TEKS YANG DISEDIAKAN ::
⁂

Akhirnya diambil oper oleh M.
Baharta direktur percetakan Al-Ma’arif Bandung. Lalu dicetak dan diterbitkan
sebanyak 200.000 eksemplar dan dijualnya dengan harga Rp. 21.00 /eks. Kemudian
peristiwa yang sama juga didapatinya. Pada tahun 1953 ada seorang ulama dari
Jatinegara membantah pula. Bantahan itu dikirmkannya kepada Presiden R.I. dan
Menteri Agama. Dan salinanya disampaikan kepada Mahmud Yunus. Lalu dia membalas
susrta itu dengan lebar panjang. Dan tembusannya dia kirimkan kepada Presiden
R.I. dan Menteri Agama. Akhirnya, beliau pun tidak berkutik lagi hanya diam
saja.

⁂

DATA YANG DIBERIKAN ::

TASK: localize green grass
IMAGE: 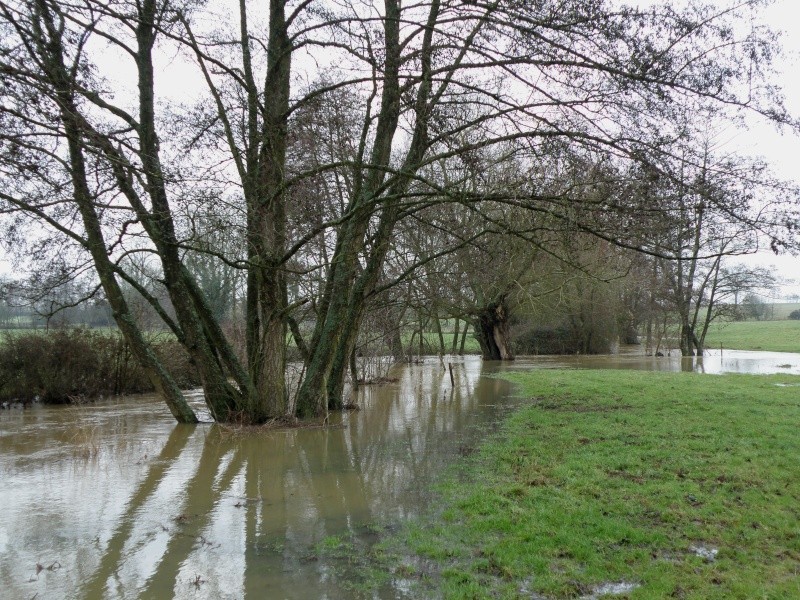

⁂

TUGAS YANG DIBERIKAN ::
Tolong jelaskan, menurut teks, bagaimana bantahan ulama dari Jatinegara pada tahun 1953 ditanggapi hingga ulama itu akhirnya diam saja. Jawab dalam satu sampai tiga kalimat. Gunakan teks saja sebagai dasar, bukan data.

JAWABAN SOAL ::
Ulama dari Jatinegara mengirimkan bantahannya kepada Presiden R.I. dan Menteri Agama, dan salinannya disampaikan kepada Mahmud Yunus. Mahmud Yunus membalas surat itu dengan panjang lebar dan mengirimkan tembusannya kepada Presiden R.I. dan Menteri Agama. Akhirnya ulama itu tidak berkutik lagi dan hanya diam saja.